Exercise brief: Repeat the records given below in full, with no changes.

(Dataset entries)

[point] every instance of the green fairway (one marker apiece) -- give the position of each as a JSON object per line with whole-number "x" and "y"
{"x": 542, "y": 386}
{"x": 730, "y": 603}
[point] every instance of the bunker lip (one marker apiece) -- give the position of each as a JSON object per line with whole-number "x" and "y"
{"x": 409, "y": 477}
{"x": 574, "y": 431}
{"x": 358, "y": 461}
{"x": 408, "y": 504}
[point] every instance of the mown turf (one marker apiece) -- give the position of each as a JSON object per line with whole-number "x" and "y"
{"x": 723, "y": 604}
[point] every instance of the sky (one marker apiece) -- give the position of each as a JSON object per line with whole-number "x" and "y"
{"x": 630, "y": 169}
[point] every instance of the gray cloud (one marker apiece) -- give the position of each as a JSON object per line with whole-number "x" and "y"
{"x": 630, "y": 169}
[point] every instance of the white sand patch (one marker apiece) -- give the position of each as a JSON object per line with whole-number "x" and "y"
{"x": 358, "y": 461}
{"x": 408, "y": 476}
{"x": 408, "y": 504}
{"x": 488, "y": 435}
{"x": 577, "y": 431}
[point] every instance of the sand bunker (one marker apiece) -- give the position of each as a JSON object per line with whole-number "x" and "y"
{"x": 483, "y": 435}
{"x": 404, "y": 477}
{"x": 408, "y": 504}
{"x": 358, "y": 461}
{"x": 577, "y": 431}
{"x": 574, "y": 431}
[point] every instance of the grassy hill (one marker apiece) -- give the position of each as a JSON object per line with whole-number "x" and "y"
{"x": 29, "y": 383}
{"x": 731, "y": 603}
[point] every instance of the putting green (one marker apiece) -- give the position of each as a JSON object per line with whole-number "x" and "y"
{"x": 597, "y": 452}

Written response:
[point] every instance of the green fairway (one marker apiece) -- give the position of each as a JSON object per line with whole-number "x" and "y"
{"x": 542, "y": 386}
{"x": 730, "y": 603}
[point] every instance of the bunker lip (one marker apiece) -- give the position of each as a JSON object per line with whole-number "x" and "y"
{"x": 409, "y": 477}
{"x": 574, "y": 431}
{"x": 358, "y": 461}
{"x": 408, "y": 504}
[point] every instance of the mown turf (one marker apiece) -- give the position of each as a JSON object per line with whole-number "x" and "y"
{"x": 723, "y": 604}
[point] every instance of the sky (one marker apiece) -- give the position of each as a JSON object per line with whole-number "x" and "y"
{"x": 630, "y": 169}
[point] every instance of the gray cloud (one marker apiece) -- give the position of each as a JSON object per line with whole-number "x" and "y"
{"x": 630, "y": 169}
[point] every instance of the white sand patch (one marker apiece) -- give the position of each as a JSON object per line with whole-number "x" and "y"
{"x": 358, "y": 461}
{"x": 408, "y": 476}
{"x": 408, "y": 504}
{"x": 488, "y": 435}
{"x": 577, "y": 431}
[point] every instance of the sand bunker (one marker apiece) -- give the position of each as a JSON object per line with whole-number "x" and "y"
{"x": 483, "y": 435}
{"x": 404, "y": 477}
{"x": 408, "y": 504}
{"x": 358, "y": 461}
{"x": 577, "y": 431}
{"x": 574, "y": 431}
[point] every instance of the grassy hill (one marker apiece) -- give the position of each as a JSON object per line with whole-number "x" and "y"
{"x": 29, "y": 383}
{"x": 731, "y": 603}
[point] every instance of the putting green (one marker apiece) -- give the position of each as a JSON object per line with whole-number "x" and "y"
{"x": 597, "y": 452}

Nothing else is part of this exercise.